Data
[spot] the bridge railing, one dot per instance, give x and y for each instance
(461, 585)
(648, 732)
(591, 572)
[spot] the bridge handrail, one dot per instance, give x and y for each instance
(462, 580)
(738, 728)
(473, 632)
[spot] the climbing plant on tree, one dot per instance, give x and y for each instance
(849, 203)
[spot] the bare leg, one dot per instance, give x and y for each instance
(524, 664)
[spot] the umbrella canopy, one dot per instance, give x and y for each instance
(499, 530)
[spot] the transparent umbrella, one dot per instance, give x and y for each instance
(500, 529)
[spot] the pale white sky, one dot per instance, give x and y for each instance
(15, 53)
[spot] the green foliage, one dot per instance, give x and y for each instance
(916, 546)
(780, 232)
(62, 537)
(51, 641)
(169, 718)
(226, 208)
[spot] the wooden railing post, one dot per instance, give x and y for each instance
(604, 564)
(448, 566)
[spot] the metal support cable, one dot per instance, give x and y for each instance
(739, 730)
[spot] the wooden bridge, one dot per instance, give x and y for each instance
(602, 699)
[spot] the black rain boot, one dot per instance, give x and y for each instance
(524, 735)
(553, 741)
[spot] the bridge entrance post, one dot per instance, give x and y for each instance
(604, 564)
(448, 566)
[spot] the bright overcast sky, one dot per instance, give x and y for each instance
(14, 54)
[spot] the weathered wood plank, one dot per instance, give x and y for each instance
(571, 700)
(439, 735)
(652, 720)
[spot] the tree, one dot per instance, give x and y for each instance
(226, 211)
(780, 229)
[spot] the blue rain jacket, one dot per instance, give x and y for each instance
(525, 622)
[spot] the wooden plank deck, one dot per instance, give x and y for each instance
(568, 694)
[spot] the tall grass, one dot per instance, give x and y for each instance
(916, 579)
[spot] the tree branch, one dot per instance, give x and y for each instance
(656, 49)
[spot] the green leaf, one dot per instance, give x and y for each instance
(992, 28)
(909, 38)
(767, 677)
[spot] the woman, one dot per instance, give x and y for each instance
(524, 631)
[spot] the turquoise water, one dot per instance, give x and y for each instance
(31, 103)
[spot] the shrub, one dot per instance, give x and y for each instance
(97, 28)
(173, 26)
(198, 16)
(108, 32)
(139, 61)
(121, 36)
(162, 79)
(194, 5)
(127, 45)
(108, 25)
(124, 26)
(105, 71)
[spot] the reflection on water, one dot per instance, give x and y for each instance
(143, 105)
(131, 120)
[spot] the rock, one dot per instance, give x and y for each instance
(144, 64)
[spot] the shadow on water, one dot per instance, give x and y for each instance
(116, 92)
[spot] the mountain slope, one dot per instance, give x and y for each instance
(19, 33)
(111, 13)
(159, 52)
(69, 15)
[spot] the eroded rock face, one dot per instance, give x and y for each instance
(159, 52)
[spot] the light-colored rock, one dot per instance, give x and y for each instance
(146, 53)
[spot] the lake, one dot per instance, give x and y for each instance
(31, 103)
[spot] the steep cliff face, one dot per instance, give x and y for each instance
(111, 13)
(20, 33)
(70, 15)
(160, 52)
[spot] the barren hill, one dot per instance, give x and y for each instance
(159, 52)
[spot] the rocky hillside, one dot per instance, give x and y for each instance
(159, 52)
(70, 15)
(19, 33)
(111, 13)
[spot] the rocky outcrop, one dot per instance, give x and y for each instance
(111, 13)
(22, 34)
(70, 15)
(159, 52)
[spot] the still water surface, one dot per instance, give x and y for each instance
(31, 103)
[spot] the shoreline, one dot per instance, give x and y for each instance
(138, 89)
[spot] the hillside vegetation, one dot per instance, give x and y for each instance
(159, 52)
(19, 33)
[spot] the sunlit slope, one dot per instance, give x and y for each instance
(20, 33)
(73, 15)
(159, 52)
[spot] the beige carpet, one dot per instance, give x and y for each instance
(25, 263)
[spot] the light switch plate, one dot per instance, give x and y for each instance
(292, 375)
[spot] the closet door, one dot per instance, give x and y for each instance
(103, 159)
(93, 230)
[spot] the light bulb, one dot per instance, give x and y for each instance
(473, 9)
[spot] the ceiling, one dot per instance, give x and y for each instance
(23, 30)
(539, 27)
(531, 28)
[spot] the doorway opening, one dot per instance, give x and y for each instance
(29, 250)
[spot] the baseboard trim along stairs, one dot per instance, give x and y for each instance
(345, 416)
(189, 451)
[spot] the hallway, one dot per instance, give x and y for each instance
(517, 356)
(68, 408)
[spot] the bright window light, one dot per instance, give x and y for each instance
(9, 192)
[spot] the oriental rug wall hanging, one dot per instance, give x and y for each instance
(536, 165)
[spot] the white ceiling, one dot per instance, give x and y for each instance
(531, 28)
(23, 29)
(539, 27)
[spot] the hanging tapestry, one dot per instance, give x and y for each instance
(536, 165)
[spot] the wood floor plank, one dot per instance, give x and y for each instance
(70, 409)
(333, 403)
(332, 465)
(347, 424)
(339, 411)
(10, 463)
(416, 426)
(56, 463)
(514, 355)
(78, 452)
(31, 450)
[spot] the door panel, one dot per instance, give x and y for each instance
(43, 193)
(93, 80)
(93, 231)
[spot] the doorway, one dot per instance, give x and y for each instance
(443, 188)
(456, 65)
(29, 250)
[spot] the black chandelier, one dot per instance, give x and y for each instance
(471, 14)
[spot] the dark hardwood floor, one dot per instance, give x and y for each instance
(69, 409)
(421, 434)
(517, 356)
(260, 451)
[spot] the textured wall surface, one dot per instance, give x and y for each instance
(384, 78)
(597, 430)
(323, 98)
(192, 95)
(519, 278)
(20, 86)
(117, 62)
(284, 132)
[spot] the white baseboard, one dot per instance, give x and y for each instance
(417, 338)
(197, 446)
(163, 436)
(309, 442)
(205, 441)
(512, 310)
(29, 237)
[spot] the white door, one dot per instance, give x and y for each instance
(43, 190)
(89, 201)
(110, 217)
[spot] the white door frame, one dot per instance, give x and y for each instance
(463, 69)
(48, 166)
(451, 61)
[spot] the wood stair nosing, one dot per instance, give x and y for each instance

Assigned task
Give every line of the material again, exactly as it reads.

Output of the exercise
[spot] the bridge railing, one dot per instance, give x and y for each instance
(461, 585)
(648, 732)
(591, 572)
[spot] the bridge handrail, one dot per instance, give x and y for each instance
(462, 580)
(738, 728)
(473, 632)
[spot] the climbing plant on tree, one dot per instance, give x and y for each instance
(849, 203)
[spot] the bare leg, one dot per instance, give x and y for each instance
(524, 664)
[spot] the umbrella canopy, one dot per instance, give x and y for each instance
(499, 530)
[spot] the transparent umbrella, one dot per instance, give x and y for each instance
(500, 529)
[spot] the pale white sky, one dot per instance, give x and y for each instance
(15, 53)
[spot] the green foliage, one dot per instance, give x and y for each instance
(916, 546)
(780, 232)
(62, 537)
(51, 641)
(169, 718)
(226, 208)
[spot] the wooden railing post, one dot per instance, give x and y for each instance
(604, 564)
(448, 566)
[spot] the metal support cable, one dot per instance, give x and y for each instance
(739, 730)
[spot] the wooden bridge, one dot per instance, give x and y for each instance
(602, 699)
[spot] the black rain boot, one dot per instance, give x and y for each instance
(524, 735)
(553, 741)
[spot] the bridge entrance post, one dot per instance, give x and y for each instance
(604, 564)
(448, 566)
[spot] the bright overcast sky, one dot per instance, give x and y for each instance
(14, 54)
[spot] the weathered wood plank, one dot per instance, give x and y for each instance
(571, 700)
(439, 735)
(652, 720)
[spot] the tree, one dot per instance, give x and y for each instance
(226, 211)
(780, 229)
[spot] the blue rain jacket, one dot per instance, give x and y for each instance
(525, 622)
[spot] the wooden plank deck, one dot per instance, give x and y for each instance
(568, 694)
[spot] the tall grass, one dot per instance, give x and y for each instance
(916, 579)
[spot] the tree branch, one dot per instance, give x and y for each instance
(656, 49)
[spot] the green leaf, one dot per instance, give x and y for each instance
(992, 28)
(909, 38)
(767, 677)
[spot] the woman, one dot per instance, give x and y for each instance
(524, 631)
[spot] the turquoise water, one dot per instance, give x and y for each instance
(31, 103)
[spot] the shrub, one dot per instance, give x and y for each instance
(97, 28)
(173, 26)
(198, 16)
(108, 32)
(139, 61)
(121, 36)
(162, 79)
(194, 5)
(127, 45)
(108, 25)
(124, 26)
(105, 71)
[spot] the reflection on water, one dot per instance, give x and y for each instance
(143, 105)
(131, 120)
[spot] the rock, one dot per instance, give x and y for each instance
(144, 64)
[spot] the shadow on water, one dot per instance, give x and y for each instance
(116, 92)
[spot] the mountain slope, one dot per instance, give x and y for each instance
(19, 33)
(111, 13)
(159, 52)
(69, 15)
[spot] the eroded rock face, one dot per instance, give x and y for each instance
(159, 52)
[spot] the light-colored rock, one dot per instance, give x and y for each instance
(146, 53)
[spot] the lake, one dot per instance, give x and y for each instance
(31, 103)
[spot] the steep cliff face, one dot per instance, give x and y for each instance
(111, 13)
(20, 33)
(70, 15)
(160, 52)
[spot] the barren hill, one dot per instance, give x and y for each instance
(159, 52)
[spot] the rocky hillside, one dot per instance, give x and y for each instance
(159, 52)
(70, 15)
(19, 33)
(111, 13)
[spot] the rocky outcrop, one dot per instance, give x and y for each instance
(111, 13)
(22, 34)
(70, 15)
(159, 52)
[spot] the still water surface, one dot per instance, give x and y for each instance
(31, 103)
[spot] the shoreline, one dot per instance, give x and y for each instance
(138, 89)
[spot] the hillside vegetation, one dot per instance, give x and y for each instance
(159, 52)
(19, 33)
[spot] the sunlit slope, one dot per instance, give x and y for each instance
(20, 33)
(73, 15)
(159, 52)
[spot] the beige carpet, one dot per instance, give x and y for each instance
(25, 263)
[spot] the light switch plate, one dot per instance, give x and y for each instance
(292, 375)
[spot] the closet door, one dot per instance, give x and y for each instance
(103, 159)
(93, 230)
[spot] the light bulb, one dot per instance, give x and y for each instance
(473, 9)
[spot] the ceiling, one dot per instance, give x and y for each instance
(23, 30)
(539, 27)
(531, 28)
[spot] the doorway opening, one dot per instance, give x and y for each instance
(29, 250)
[spot] the baseboard trim along stairs, one dot per instance, give x and y for each instance
(345, 416)
(189, 451)
[spot] the hallway, one dot per instance, give x and y for each instance
(517, 356)
(68, 408)
[spot] the bright window light, one dot per instance, give x and y for each instance
(9, 192)
[spot] the oriental rug wall hanging, one dot per instance, give x and y for each instance
(536, 165)
[spot] the white ceiling, one dot per instance, give x and y for each instance
(531, 28)
(23, 29)
(539, 27)
[spot] the hanging tapestry, one dot per instance, give x and y for each instance
(536, 165)
[spot] the wood floor plank, one dot per instance, give x and y for each instance
(70, 409)
(333, 403)
(332, 465)
(347, 424)
(339, 411)
(10, 463)
(416, 426)
(56, 463)
(514, 355)
(78, 452)
(31, 450)
[spot] the door panel, one dot per instance, give x and y for each instance
(43, 193)
(93, 80)
(93, 231)
[spot] the doorway, one dot per instance, give x and y for each instance
(443, 188)
(456, 65)
(29, 250)
[spot] the black chandelier, one dot per instance, give x and y for each instance
(471, 14)
[spot] the dark hardwood floor, one dot per instance, give x and y for each instance
(69, 409)
(421, 434)
(517, 356)
(260, 451)
[spot] the textured wall surface, one dot per instance, give x and y for each instance
(384, 78)
(597, 430)
(323, 98)
(192, 95)
(519, 278)
(20, 86)
(117, 62)
(284, 132)
[spot] the white baseboard, one dot per instance, give x and y for each instance
(417, 338)
(197, 446)
(163, 436)
(309, 442)
(205, 441)
(512, 310)
(29, 237)
[spot] the white door, one dot per instance, give x and y for each instance
(43, 190)
(89, 201)
(110, 217)
[spot] the white door frame, one dot per instance, give x and y for each instance
(463, 69)
(48, 166)
(451, 61)
[spot] the wood stair nosing, one dot per instance, give x and y for each instance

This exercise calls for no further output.